◆ **Text extract**
The technique of using near-zero lengths of transmission line to connect wires in parallel is very useful to many types of models that connect feedpoints in parallel. NEC-2 and -4 have some limitations with very shallow angles that are often involved in these kinds of connections. The wire surface can penetrate the center third of the other wire segment at the junction, creating errors in the current calculations. The transmission-line technique avoids those problems. As well--and especially apt to this case--the technique avoids involving us in extra wires, odd changes of wire direction, and the inevitable expansion of the model size as measured by the number of segments. Nevertheless, we must recognize that our models are idealizations. Any implementation of a 3-wire wide-band terminated antenna will necessarily have leads to the common feedpoint at which we find the impedance transformation device. Whether the ease of modeling with the TL-based parallel connections serves us well or ill we shall not determine until we explore Part 2 of the exercise.

I used a similar system to parallel-connect the feedpoints of 4 wires surrounding a terminating resistor wire. The 5-wire wide-band terminated antenna appears in schematic form in Fig. 5. The schematic does not attempt to replicate the modeled physical structure, but is handy to represent the 4 paralleled feedpoints. The sketch on the right gives an end-on view of the antenna. The two new wires are at right angles to the existing wires, forming a cage of sorts around the center wire. The square represents the terminating resistor at the center of the center wire.

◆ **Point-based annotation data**

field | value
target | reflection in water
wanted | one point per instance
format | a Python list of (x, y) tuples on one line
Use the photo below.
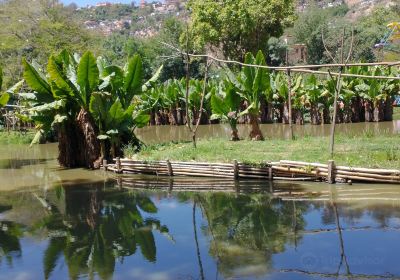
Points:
[(101, 230)]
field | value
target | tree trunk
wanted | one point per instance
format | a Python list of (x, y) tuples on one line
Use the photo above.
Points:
[(235, 134), (68, 145), (379, 112), (297, 116), (255, 132), (388, 109), (264, 110), (355, 109), (172, 116), (285, 113), (314, 114), (270, 114), (89, 145), (326, 116), (347, 113), (339, 115), (368, 111), (179, 116)]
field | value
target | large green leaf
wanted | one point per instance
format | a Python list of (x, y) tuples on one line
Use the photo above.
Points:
[(88, 76), (99, 106), (218, 105), (4, 99), (133, 77), (35, 81), (153, 79), (58, 78), (1, 77)]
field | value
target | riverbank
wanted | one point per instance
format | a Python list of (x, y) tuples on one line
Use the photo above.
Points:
[(16, 137), (367, 150)]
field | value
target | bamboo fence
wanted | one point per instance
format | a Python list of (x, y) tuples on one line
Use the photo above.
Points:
[(282, 170)]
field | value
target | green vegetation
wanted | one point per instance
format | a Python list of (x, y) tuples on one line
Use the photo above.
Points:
[(90, 103), (16, 137), (238, 27), (367, 150), (368, 30)]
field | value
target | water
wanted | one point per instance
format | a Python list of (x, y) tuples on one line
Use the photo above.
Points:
[(70, 224), (104, 231), (167, 133)]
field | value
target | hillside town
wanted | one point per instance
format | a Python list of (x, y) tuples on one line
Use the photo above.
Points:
[(147, 11)]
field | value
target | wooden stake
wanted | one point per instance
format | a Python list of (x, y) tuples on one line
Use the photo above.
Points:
[(169, 166), (118, 163), (235, 169), (331, 174)]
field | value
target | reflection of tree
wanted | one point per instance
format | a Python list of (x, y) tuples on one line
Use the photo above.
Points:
[(246, 230), (9, 239), (98, 228)]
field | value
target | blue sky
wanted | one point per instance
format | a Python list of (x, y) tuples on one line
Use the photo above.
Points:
[(92, 2)]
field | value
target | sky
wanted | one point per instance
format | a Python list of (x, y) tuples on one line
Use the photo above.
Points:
[(92, 2)]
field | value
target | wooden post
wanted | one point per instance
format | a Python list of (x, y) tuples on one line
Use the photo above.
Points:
[(290, 104), (235, 169), (331, 170), (169, 166), (118, 165), (270, 175)]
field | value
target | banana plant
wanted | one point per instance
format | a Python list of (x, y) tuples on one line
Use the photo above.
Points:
[(253, 82), (115, 108), (62, 98), (4, 97), (225, 104)]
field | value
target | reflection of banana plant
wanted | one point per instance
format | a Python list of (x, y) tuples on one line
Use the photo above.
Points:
[(10, 233), (246, 230), (253, 82), (92, 236), (4, 97), (225, 104)]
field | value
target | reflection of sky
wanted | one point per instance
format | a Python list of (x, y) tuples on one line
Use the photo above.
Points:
[(371, 251)]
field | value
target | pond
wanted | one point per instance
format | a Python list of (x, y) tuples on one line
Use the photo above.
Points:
[(70, 224)]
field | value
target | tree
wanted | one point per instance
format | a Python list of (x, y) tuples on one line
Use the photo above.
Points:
[(35, 33), (86, 101), (239, 26), (252, 83), (225, 104)]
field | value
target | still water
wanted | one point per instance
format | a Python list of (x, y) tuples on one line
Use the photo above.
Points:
[(70, 224)]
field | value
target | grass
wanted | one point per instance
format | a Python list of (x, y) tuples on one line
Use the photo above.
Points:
[(16, 137), (367, 150)]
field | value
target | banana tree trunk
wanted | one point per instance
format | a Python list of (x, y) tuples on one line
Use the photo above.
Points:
[(264, 110), (298, 116), (179, 115), (356, 110), (172, 115), (339, 115), (326, 116), (68, 145), (388, 109), (89, 145), (255, 132), (379, 112), (152, 117), (315, 114), (347, 113), (285, 113), (368, 111)]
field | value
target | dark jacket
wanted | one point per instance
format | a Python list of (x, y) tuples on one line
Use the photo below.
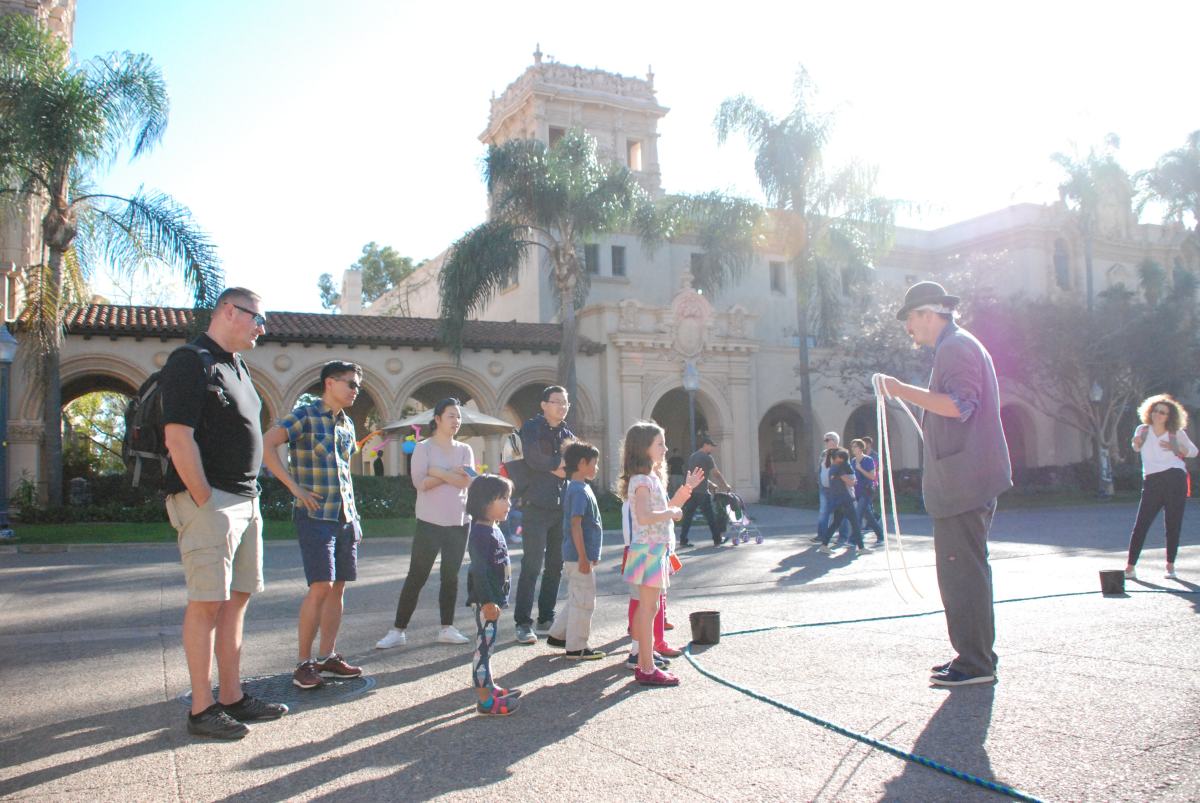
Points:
[(541, 447), (966, 457)]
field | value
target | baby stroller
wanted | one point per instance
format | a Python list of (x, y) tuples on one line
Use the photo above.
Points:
[(739, 525)]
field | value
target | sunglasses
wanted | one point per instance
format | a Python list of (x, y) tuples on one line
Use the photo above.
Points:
[(259, 318)]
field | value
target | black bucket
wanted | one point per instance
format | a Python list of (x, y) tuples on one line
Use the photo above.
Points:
[(1113, 581), (706, 627)]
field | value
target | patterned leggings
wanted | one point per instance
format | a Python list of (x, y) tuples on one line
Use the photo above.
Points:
[(481, 665)]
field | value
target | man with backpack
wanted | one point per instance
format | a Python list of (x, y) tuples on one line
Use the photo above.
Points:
[(210, 417)]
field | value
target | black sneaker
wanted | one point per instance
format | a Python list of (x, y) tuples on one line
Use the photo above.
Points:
[(954, 677), (586, 654), (215, 724), (252, 709)]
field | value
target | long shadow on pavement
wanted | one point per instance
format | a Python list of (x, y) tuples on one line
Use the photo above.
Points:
[(430, 741), (955, 736)]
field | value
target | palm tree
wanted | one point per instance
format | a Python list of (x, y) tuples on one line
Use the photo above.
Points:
[(59, 124), (1091, 181), (829, 225), (551, 201), (1175, 181)]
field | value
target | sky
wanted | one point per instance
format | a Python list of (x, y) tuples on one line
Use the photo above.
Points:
[(301, 130)]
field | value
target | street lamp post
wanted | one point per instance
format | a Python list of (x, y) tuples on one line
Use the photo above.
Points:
[(691, 384), (1105, 467), (7, 352)]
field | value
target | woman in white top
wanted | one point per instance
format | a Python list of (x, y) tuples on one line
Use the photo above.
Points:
[(1163, 443), (439, 473)]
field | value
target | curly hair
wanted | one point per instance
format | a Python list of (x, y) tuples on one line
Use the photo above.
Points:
[(1176, 415), (635, 455)]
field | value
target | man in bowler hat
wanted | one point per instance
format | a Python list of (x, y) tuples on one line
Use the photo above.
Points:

◆ **To be done**
a: From the antenna modeling text, return the part that opens with the words containing "I used a similar" and closes with "of the center wire.".
b: Resume the antenna modeling text from the point where it stops.

◆ **Answers for this exercise**
a:
I used a similar system to parallel-connect the feedpoints of 4 wires surrounding a terminating resistor wire. The 5-wire wide-band terminated antenna appears in schematic form in Fig. 5. The schematic does not attempt to replicate the modeled physical structure, but is handy to represent the 4 paralleled feedpoints. The sketch on the right gives an end-on view of the antenna. The two new wires are at right angles to the existing wires, forming a cage of sorts around the center wire. The square represents the terminating resistor at the center of the center wire.

b:
As an alternative version, I modeled the 5-wire wide-band terminated antenna as a planar construct. The far right sketch shows the general idea, but not at all to scale. The fed wires lie in a single plane with the termination wire, 2 above and 2 below the terminating resistor. The model uses the same spacing--0.2 m--between each wire. As well, the model uses the same short transmission-line technique to connect the feedpoints in parallel. In both versions of the 5-wire antenna, the terminating resistor is 800 Ohms. The planar version seems to show slightly better performance than the square version, so I shall use it for the initial data-gathering exercise.

We can now examine the SWR bandwidths of the 2 expanded versions of the wide-band terminated antenna. Fig. 6 shows the 500-Ohm SWR curve for the 3-wire version and the 300-Ohm curve for the 5-wire version. The 3-wire antenna shows a very well-behaved SWR curve, with an excursion above 2:1 only between 3 and 4 MHz, below the frequency that I shall eventually recommend as the minimum usable frequency for all of these 27.2-m antennas. However, note a change relative to the 2-wire antenna. For the smaller antenna, the center of the feedpoint impedance excursions occurs at about the same impedance as the terminating resistor. However, the SWR reference for the 3-wire antenna is only about 55% of the value of the terminating resistor (500 vs. 900 Ohms).

The curve for the planar 5-wire version of the wide-band array is less well behaved, with 3 humps above the 2:1 SWR level. Although the terminating resistor is 800 Ohms, the reference level for the SWR is down to 300 Ohms, or under 40%. As we drop the necessary reference impedance, due to having more wire feedpoints in parallel, the reactance at any given frequency plays a larger role in determining the SWR. Hence, the lower the feedpoint reference level, the more likely we are to find higher SWR levels.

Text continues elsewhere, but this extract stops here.